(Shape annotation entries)
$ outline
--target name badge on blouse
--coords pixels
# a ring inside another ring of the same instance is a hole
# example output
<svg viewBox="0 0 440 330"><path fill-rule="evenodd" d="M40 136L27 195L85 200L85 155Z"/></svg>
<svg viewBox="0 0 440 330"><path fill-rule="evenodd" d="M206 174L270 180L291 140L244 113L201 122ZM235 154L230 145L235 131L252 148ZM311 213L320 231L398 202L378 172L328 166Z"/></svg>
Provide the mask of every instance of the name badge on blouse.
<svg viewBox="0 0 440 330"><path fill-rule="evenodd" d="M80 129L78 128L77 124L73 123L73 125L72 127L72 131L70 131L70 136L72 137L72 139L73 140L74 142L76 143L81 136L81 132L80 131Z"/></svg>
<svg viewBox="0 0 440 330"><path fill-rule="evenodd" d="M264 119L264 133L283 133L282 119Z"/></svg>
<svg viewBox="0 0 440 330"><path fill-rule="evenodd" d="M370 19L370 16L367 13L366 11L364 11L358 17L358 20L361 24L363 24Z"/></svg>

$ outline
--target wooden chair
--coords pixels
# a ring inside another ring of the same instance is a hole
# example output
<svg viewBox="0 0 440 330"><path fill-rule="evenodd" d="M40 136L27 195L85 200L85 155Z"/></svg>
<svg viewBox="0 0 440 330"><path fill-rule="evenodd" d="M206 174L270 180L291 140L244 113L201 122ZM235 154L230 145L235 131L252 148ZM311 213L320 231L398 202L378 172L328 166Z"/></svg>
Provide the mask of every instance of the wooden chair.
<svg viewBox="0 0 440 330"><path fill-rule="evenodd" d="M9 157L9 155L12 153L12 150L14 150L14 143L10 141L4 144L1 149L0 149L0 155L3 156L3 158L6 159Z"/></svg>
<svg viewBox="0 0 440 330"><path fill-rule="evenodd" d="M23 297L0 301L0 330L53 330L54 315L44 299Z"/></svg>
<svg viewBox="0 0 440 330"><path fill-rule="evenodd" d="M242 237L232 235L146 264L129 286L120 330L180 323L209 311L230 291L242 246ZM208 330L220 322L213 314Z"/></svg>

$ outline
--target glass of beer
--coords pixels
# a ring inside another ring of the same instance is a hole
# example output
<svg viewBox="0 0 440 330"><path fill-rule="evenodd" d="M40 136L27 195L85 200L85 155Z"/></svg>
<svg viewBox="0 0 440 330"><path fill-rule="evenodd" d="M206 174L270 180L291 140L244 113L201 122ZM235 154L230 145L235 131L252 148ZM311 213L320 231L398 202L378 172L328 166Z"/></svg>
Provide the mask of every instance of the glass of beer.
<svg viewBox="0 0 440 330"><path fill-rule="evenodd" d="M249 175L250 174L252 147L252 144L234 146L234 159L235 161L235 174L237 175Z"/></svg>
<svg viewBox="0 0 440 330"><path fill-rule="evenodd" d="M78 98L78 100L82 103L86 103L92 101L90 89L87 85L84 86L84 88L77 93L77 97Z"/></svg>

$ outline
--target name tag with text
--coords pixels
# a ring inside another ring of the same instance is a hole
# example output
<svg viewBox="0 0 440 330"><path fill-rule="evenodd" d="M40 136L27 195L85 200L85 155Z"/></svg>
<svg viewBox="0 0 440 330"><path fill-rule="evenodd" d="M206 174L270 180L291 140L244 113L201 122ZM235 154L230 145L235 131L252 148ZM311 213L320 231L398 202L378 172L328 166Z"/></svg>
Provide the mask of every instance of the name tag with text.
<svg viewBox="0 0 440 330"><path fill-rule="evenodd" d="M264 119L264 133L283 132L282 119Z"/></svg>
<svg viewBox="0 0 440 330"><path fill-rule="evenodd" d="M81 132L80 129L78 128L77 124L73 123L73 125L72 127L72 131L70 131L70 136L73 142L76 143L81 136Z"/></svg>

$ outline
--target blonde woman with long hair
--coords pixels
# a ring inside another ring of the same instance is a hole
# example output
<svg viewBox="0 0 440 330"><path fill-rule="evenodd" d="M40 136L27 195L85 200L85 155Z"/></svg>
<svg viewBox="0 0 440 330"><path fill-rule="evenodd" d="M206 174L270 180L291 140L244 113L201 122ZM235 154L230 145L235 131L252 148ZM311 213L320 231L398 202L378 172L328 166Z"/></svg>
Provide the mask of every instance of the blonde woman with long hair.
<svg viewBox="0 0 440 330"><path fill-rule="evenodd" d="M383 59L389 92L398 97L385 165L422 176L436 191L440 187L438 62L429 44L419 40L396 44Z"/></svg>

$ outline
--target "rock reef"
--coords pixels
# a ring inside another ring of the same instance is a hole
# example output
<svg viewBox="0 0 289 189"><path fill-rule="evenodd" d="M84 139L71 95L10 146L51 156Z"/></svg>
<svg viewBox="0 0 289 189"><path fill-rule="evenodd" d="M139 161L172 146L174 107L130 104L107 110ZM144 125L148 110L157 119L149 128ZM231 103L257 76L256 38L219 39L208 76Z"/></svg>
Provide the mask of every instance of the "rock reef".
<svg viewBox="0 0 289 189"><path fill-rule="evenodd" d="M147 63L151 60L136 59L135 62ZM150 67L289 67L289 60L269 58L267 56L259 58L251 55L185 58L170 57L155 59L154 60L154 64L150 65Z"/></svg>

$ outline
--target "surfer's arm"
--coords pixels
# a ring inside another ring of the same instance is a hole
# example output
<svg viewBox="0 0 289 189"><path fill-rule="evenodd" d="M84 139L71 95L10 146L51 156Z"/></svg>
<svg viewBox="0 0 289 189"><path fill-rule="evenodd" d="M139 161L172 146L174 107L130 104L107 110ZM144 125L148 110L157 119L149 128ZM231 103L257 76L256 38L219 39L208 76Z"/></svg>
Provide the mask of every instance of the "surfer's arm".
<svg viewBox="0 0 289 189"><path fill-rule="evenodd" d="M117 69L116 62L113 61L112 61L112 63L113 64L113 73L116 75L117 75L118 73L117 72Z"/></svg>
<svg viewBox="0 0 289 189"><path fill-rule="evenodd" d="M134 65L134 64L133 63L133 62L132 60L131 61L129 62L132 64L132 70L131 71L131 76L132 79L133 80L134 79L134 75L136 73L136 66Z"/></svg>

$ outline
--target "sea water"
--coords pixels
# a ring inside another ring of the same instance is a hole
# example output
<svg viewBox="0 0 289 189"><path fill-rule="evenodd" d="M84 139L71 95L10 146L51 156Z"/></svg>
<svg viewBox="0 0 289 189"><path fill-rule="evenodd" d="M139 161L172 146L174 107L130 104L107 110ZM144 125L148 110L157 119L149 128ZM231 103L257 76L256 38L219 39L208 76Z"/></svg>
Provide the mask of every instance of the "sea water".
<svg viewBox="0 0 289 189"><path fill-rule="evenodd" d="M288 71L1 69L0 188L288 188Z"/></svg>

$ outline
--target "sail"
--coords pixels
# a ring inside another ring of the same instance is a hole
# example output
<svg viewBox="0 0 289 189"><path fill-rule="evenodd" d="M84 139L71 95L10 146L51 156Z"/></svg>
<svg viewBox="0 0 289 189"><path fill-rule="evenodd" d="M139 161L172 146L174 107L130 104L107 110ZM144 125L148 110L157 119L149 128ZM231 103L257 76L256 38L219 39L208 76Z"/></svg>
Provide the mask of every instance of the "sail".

- [PROBLEM DETAILS]:
Please echo every line of the listing above back verbatim, from start to end.

- [FINAL RESULT]:
$ outline
--target name badge on blouse
--coords pixels
# a ring inside another ring of the same instance is a hole
# example output
<svg viewBox="0 0 440 330"><path fill-rule="evenodd" d="M40 136L27 195L85 200L85 155Z"/></svg>
<svg viewBox="0 0 440 330"><path fill-rule="evenodd" d="M206 174L270 180L291 140L244 113L201 122ZM235 154L230 145L235 131L252 148ZM311 213L320 231L398 202L378 172L328 166Z"/></svg>
Provide the mask of every instance of the name badge on blouse.
<svg viewBox="0 0 440 330"><path fill-rule="evenodd" d="M80 129L78 128L77 124L73 123L73 125L72 127L72 131L70 131L70 136L72 137L72 139L73 140L74 142L76 143L81 136L81 132L80 131Z"/></svg>
<svg viewBox="0 0 440 330"><path fill-rule="evenodd" d="M264 119L264 133L283 133L282 119Z"/></svg>
<svg viewBox="0 0 440 330"><path fill-rule="evenodd" d="M370 19L370 16L367 13L366 11L364 11L358 17L358 20L361 24L363 24Z"/></svg>

$ outline
--target wooden chair
--coords pixels
# a ring inside another ring of the same instance is a hole
# example output
<svg viewBox="0 0 440 330"><path fill-rule="evenodd" d="M40 136L27 195L85 200L85 155Z"/></svg>
<svg viewBox="0 0 440 330"><path fill-rule="evenodd" d="M206 174L270 180L291 140L244 113L201 122ZM235 154L230 145L235 131L252 148ZM311 213L320 231L398 202L378 172L328 166Z"/></svg>
Provide the mask of every instance of the wooden chair.
<svg viewBox="0 0 440 330"><path fill-rule="evenodd" d="M9 157L9 155L12 153L12 150L14 150L14 143L10 141L4 144L1 149L0 149L0 155L3 156L3 158L6 159Z"/></svg>
<svg viewBox="0 0 440 330"><path fill-rule="evenodd" d="M23 297L0 301L0 330L53 330L54 315L44 299Z"/></svg>
<svg viewBox="0 0 440 330"><path fill-rule="evenodd" d="M242 237L232 235L146 264L129 286L120 330L180 323L209 311L230 291L242 246ZM208 330L220 322L213 314Z"/></svg>

$ outline
--target glass of beer
--coords pixels
# a ring inside another ring of the same instance is a hole
# example output
<svg viewBox="0 0 440 330"><path fill-rule="evenodd" d="M40 136L27 195L85 200L85 155Z"/></svg>
<svg viewBox="0 0 440 330"><path fill-rule="evenodd" d="M206 174L270 180L291 140L244 113L201 122ZM235 154L230 145L235 131L252 148ZM311 213L320 231L398 202L378 172L328 166Z"/></svg>
Provide the mask of every instance of the glass of beer.
<svg viewBox="0 0 440 330"><path fill-rule="evenodd" d="M249 175L250 174L252 147L252 144L234 146L234 159L235 161L235 174L237 175Z"/></svg>
<svg viewBox="0 0 440 330"><path fill-rule="evenodd" d="M78 98L78 100L82 103L86 103L92 101L90 89L87 85L84 86L84 88L77 93L77 97Z"/></svg>

$ outline
--target name tag with text
--coords pixels
# a ring inside another ring of the same instance is a hole
# example output
<svg viewBox="0 0 440 330"><path fill-rule="evenodd" d="M40 136L27 195L85 200L85 155Z"/></svg>
<svg viewBox="0 0 440 330"><path fill-rule="evenodd" d="M206 174L270 180L291 140L244 113L201 122ZM235 154L230 145L235 131L252 148ZM311 213L320 231L398 202L378 172L328 166Z"/></svg>
Provide the mask of every instance of the name tag with text.
<svg viewBox="0 0 440 330"><path fill-rule="evenodd" d="M264 119L264 133L283 132L282 119Z"/></svg>
<svg viewBox="0 0 440 330"><path fill-rule="evenodd" d="M81 132L80 129L78 128L77 124L73 123L73 125L72 127L72 131L70 131L70 136L73 142L76 143L81 136Z"/></svg>

$ outline
--target blonde woman with long hair
--coords pixels
# a ring inside another ring of the same instance is a hole
# example output
<svg viewBox="0 0 440 330"><path fill-rule="evenodd" d="M40 136L27 195L85 200L85 155Z"/></svg>
<svg viewBox="0 0 440 330"><path fill-rule="evenodd" d="M206 174L270 180L291 140L244 113L201 122ZM235 154L230 145L235 131L252 148ZM311 213L320 231L398 202L378 172L328 166Z"/></svg>
Provide the mask of every instance of the blonde woman with long hair.
<svg viewBox="0 0 440 330"><path fill-rule="evenodd" d="M383 59L389 92L398 97L385 165L422 176L436 191L440 187L438 62L429 44L419 40L396 44Z"/></svg>

$ outline
--target "rock reef"
--coords pixels
# a ring inside another ring of the same instance is a hole
# example output
<svg viewBox="0 0 289 189"><path fill-rule="evenodd" d="M84 139L71 95L10 146L51 156Z"/></svg>
<svg viewBox="0 0 289 189"><path fill-rule="evenodd" d="M139 161L172 146L174 107L130 104L107 110ZM144 125L148 110L157 119L149 128ZM231 103L257 76L256 38L219 39L208 76Z"/></svg>
Provide the mask of every instance of the "rock reef".
<svg viewBox="0 0 289 189"><path fill-rule="evenodd" d="M147 63L151 60L136 59L135 62ZM150 67L289 67L289 60L269 58L267 56L259 58L251 55L185 58L170 57L155 59L154 60L154 64L150 65Z"/></svg>

$ outline
--target "surfer's arm"
--coords pixels
# a ring inside another ring of the same instance is a hole
# example output
<svg viewBox="0 0 289 189"><path fill-rule="evenodd" d="M84 139L71 95L10 146L51 156Z"/></svg>
<svg viewBox="0 0 289 189"><path fill-rule="evenodd" d="M139 161L172 146L174 107L130 104L107 110ZM144 125L148 110L157 119L149 128ZM231 103L257 76L256 38L219 39L208 76Z"/></svg>
Provide the mask of every instance of the "surfer's arm".
<svg viewBox="0 0 289 189"><path fill-rule="evenodd" d="M117 69L116 62L113 61L112 61L112 63L113 64L113 73L116 75L117 75L118 73L117 72Z"/></svg>
<svg viewBox="0 0 289 189"><path fill-rule="evenodd" d="M134 65L134 64L133 63L133 62L132 60L131 61L129 62L132 64L132 70L131 71L131 76L132 79L133 80L134 79L134 75L136 73L136 66Z"/></svg>

$ outline
--target "sea water"
--coords pixels
# a ring inside another ring of the same instance is a hole
# example output
<svg viewBox="0 0 289 189"><path fill-rule="evenodd" d="M84 139L71 95L10 146L51 156Z"/></svg>
<svg viewBox="0 0 289 189"><path fill-rule="evenodd" d="M139 161L172 146L174 107L130 104L107 110ZM144 125L148 110L157 119L149 128ZM231 103L257 76L256 38L219 39L208 76Z"/></svg>
Provide the mask of every instance of the "sea water".
<svg viewBox="0 0 289 189"><path fill-rule="evenodd" d="M288 71L1 69L0 188L288 188Z"/></svg>

$ outline
--target "sail"
--coords pixels
# a ring inside another ring of the same instance is a hole
# example output
<svg viewBox="0 0 289 189"><path fill-rule="evenodd" d="M84 139L71 95L10 146L51 156Z"/></svg>
<svg viewBox="0 0 289 189"><path fill-rule="evenodd" d="M139 161L172 146L174 107L130 104L107 110ZM144 125L148 110L157 119L149 128ZM231 103L257 76L256 38L219 39L208 76Z"/></svg>
Provide the mask of every instance of the "sail".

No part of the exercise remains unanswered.